[Photo-based referring expression data]
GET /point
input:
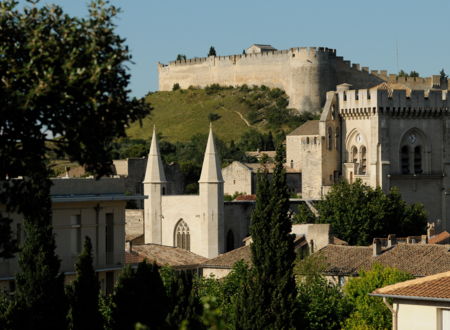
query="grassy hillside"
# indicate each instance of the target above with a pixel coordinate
(180, 114)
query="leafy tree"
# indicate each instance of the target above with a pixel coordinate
(212, 51)
(268, 298)
(358, 213)
(83, 294)
(62, 77)
(322, 304)
(370, 312)
(139, 297)
(184, 305)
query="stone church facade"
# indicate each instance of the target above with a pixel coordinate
(383, 136)
(203, 224)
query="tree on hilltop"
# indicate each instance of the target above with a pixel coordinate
(212, 51)
(268, 296)
(64, 88)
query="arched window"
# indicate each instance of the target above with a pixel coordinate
(230, 240)
(363, 167)
(418, 160)
(354, 154)
(404, 159)
(330, 138)
(336, 140)
(182, 237)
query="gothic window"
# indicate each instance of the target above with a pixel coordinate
(336, 140)
(418, 160)
(363, 160)
(230, 240)
(182, 237)
(330, 138)
(404, 159)
(354, 154)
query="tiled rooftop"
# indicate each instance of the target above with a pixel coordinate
(435, 286)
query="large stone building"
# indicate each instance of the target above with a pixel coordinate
(383, 136)
(80, 208)
(306, 74)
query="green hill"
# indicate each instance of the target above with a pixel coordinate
(180, 114)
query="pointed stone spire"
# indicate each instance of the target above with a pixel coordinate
(211, 170)
(155, 170)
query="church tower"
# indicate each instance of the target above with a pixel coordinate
(211, 202)
(154, 188)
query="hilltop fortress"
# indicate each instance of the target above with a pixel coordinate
(305, 74)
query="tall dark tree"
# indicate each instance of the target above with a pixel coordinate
(63, 89)
(268, 299)
(358, 213)
(184, 305)
(139, 296)
(83, 293)
(212, 51)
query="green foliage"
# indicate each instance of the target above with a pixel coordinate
(184, 304)
(65, 77)
(221, 295)
(212, 51)
(139, 296)
(322, 304)
(304, 215)
(213, 117)
(267, 299)
(83, 293)
(370, 312)
(358, 213)
(181, 115)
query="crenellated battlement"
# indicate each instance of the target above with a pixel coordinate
(366, 102)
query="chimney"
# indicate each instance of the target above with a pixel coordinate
(392, 240)
(424, 239)
(129, 246)
(376, 247)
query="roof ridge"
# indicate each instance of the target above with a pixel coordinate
(412, 282)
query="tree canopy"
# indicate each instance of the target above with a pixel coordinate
(358, 213)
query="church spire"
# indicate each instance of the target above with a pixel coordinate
(155, 170)
(211, 170)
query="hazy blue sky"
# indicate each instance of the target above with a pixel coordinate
(364, 32)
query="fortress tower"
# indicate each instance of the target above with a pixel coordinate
(306, 74)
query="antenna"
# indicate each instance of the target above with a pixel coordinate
(396, 47)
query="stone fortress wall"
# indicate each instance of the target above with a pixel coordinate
(306, 74)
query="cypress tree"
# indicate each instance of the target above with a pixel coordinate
(184, 304)
(268, 297)
(139, 297)
(40, 298)
(83, 294)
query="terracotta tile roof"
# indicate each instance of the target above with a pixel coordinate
(439, 238)
(416, 259)
(167, 255)
(434, 286)
(245, 198)
(311, 127)
(230, 258)
(133, 258)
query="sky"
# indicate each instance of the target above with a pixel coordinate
(383, 35)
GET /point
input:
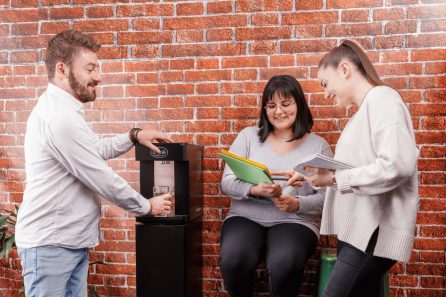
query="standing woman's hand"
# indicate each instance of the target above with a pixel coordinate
(266, 190)
(320, 177)
(295, 179)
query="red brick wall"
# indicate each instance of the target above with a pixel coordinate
(196, 69)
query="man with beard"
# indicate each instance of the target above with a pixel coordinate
(66, 173)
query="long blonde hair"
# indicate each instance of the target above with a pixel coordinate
(353, 52)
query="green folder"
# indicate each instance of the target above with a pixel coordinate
(245, 169)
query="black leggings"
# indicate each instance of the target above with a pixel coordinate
(357, 274)
(286, 247)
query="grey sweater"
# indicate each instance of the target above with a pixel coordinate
(265, 213)
(382, 189)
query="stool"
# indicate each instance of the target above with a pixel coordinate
(328, 259)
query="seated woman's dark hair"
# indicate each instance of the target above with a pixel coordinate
(287, 87)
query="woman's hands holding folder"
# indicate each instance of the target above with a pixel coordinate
(266, 190)
(287, 203)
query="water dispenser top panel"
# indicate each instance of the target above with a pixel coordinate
(170, 151)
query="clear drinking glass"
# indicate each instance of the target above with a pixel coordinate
(160, 190)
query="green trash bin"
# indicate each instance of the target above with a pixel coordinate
(328, 258)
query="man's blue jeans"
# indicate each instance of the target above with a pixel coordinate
(51, 271)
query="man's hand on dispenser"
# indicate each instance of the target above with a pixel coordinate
(266, 190)
(148, 137)
(160, 204)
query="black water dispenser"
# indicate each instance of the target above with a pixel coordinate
(169, 248)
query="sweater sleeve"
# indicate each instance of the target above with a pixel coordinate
(230, 184)
(395, 149)
(314, 203)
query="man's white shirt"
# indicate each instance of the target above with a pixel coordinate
(66, 169)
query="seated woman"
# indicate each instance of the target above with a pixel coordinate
(284, 232)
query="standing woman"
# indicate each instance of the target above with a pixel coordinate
(286, 232)
(371, 208)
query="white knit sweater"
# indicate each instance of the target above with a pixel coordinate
(382, 188)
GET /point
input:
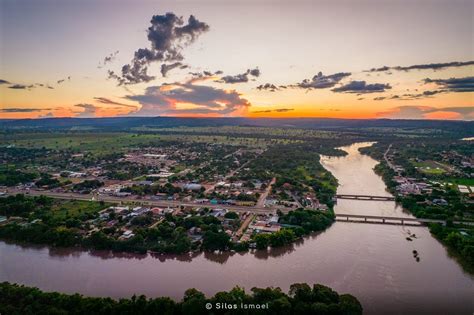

What you need to do:
Transcribe all of the entries word for word, but skip any pictures they contain.

Exercise response:
GET /point
input:
query="grassy hillside"
# indicate each instance of the target above with a pixel coordinate
(180, 114)
query="leafy tree"
# indicate each instance of the target above with a pixel coordinate
(212, 51)
(268, 298)
(358, 213)
(83, 294)
(62, 77)
(322, 304)
(370, 312)
(139, 297)
(184, 305)
query="stone church facade"
# indicate each instance of the target above with a pixel coordinate
(383, 136)
(203, 224)
query="tree on hilltop"
# indicate each instance of the target above with a pixel coordinate
(212, 51)
(268, 296)
(64, 88)
query="arched window"
# indicate each instance of the target above with a pixel coordinate
(230, 240)
(363, 167)
(418, 160)
(354, 154)
(404, 159)
(330, 138)
(336, 140)
(182, 237)
query="gothic window"
# indicate each instance of the target above with a pixel coordinate
(336, 140)
(418, 160)
(363, 160)
(230, 240)
(182, 237)
(330, 138)
(404, 159)
(354, 154)
query="tiled rooftop"
# indicate each instance of the target above with a pixel coordinate
(435, 286)
query="large stone building"
# indicate each instance of the target above with a pixel coordinate
(383, 136)
(80, 208)
(306, 74)
query="green hill"
# indicate each instance of the target above with a pixel coordinate
(180, 114)
query="pointed stone spire"
# indicate each instance of the target above with a pixel coordinate
(211, 170)
(155, 170)
query="church tower"
# indicate each instance of the target above with a pixel coordinate
(211, 202)
(154, 188)
query="hilltop fortress"
# indicate each instance of the target above with a pixel coordinate
(305, 74)
query="tall dark tree"
# indicate each instance of the target above with a pixel coordinate
(63, 89)
(268, 299)
(358, 213)
(184, 305)
(139, 296)
(83, 293)
(212, 51)
query="green foliage"
# indicate each instance of the target above with a pixel coordinate
(184, 304)
(65, 77)
(221, 295)
(212, 51)
(139, 296)
(322, 304)
(304, 215)
(213, 117)
(267, 299)
(83, 293)
(370, 312)
(358, 213)
(181, 115)
query="crenellated battlement"
# indicate each instance of the target above with a pixel coordinate
(366, 102)
query="chimney"
# indicate each instance of the target above with a pixel coordinate
(392, 240)
(424, 239)
(129, 246)
(376, 247)
query="roof ridge"
# indicate each instance of the target above with a pixel coordinate
(412, 282)
query="tree canopy"
# indicate each instance of the target above with a pixel coordinate
(358, 213)
query="church spire"
# indicate each instance of the target above with a pixel coordinate
(155, 170)
(211, 170)
query="hazy blue sky"
# indicate each instance of the target above with a pixel coordinate
(364, 32)
query="fortress tower"
# indicate each instance of the target above with a pixel coordinate
(306, 74)
query="antenna"
# indicate each instance of the target above with a pixel coordinate
(396, 47)
query="stone fortress wall"
# indicate each instance of the target above with a pixel coordinate
(306, 74)
query="cypress tree"
# indicate each instance of the target above with a pixel coordinate
(184, 304)
(268, 297)
(139, 297)
(40, 298)
(83, 294)
query="terracotta tile roof"
# indicate each instance of the target above with a pixel coordinate
(439, 238)
(416, 259)
(167, 255)
(434, 286)
(245, 198)
(311, 127)
(230, 258)
(133, 258)
query="sky"
# indicate each instance of the target above with a pixel coordinate
(383, 35)
GET /point
input:
query="standing woman's hand"
# indicate each instance of the target above with a pixel coordinate
(266, 190)
(320, 177)
(295, 179)
query="red brick wall"
# indicate each instance of the target above with a pixel coordinate
(196, 69)
query="man with beard"
# indicate each instance of the target above with a pixel coordinate
(66, 173)
query="long blonde hair"
# indicate each instance of the target above with a pixel coordinate
(353, 52)
query="green folder"
# indicate each instance of the target above with a pixel coordinate
(245, 169)
query="black leggings"
# indicate each instance of the target above with a pixel coordinate
(357, 274)
(286, 247)
query="grey sweater"
# indicate each instance of the target above with a pixel coordinate
(265, 213)
(382, 189)
query="stool"
# indicate each instance of the target above with a pixel coordinate
(328, 259)
query="seated woman's dark hair"
# indicate each instance of the target above with a pixel coordinate
(287, 87)
query="woman's hands holding folder"
# indicate each instance of the target above with a pixel coordinate
(266, 190)
(287, 203)
query="water dispenser top panel"
# indicate each instance of the target above with a pixel coordinate
(170, 151)
query="clear drinking glass"
# indicate each instance of the target above with a pixel coordinate
(160, 190)
query="green trash bin"
# indicate each instance of the target above with a pixel coordinate
(328, 258)
query="man's blue jeans"
# indicate each instance of the target above with a pixel coordinate
(51, 271)
query="man's hand on dispenser"
# indicate each instance of the target above with a pixel coordinate
(266, 190)
(148, 137)
(160, 204)
query="black water dispenser"
# indicate each instance of the target above with a pixel coordinate
(169, 248)
query="sweater sleeve"
# indicate each instance of the target above with a pixel coordinate
(230, 184)
(395, 149)
(314, 203)
query="man's white shirt"
# indicate each instance of the target above with a pixel coordinate
(66, 169)
query="seated woman"
# indicate each instance of the target above with a pixel coordinate
(284, 232)
query="standing woman"
# indicate each instance of the target above with a pixel coordinate
(286, 232)
(371, 208)
query="white knit sweater"
# indicate each instance of the target above with a pixel coordinate
(382, 188)
GET /point
input:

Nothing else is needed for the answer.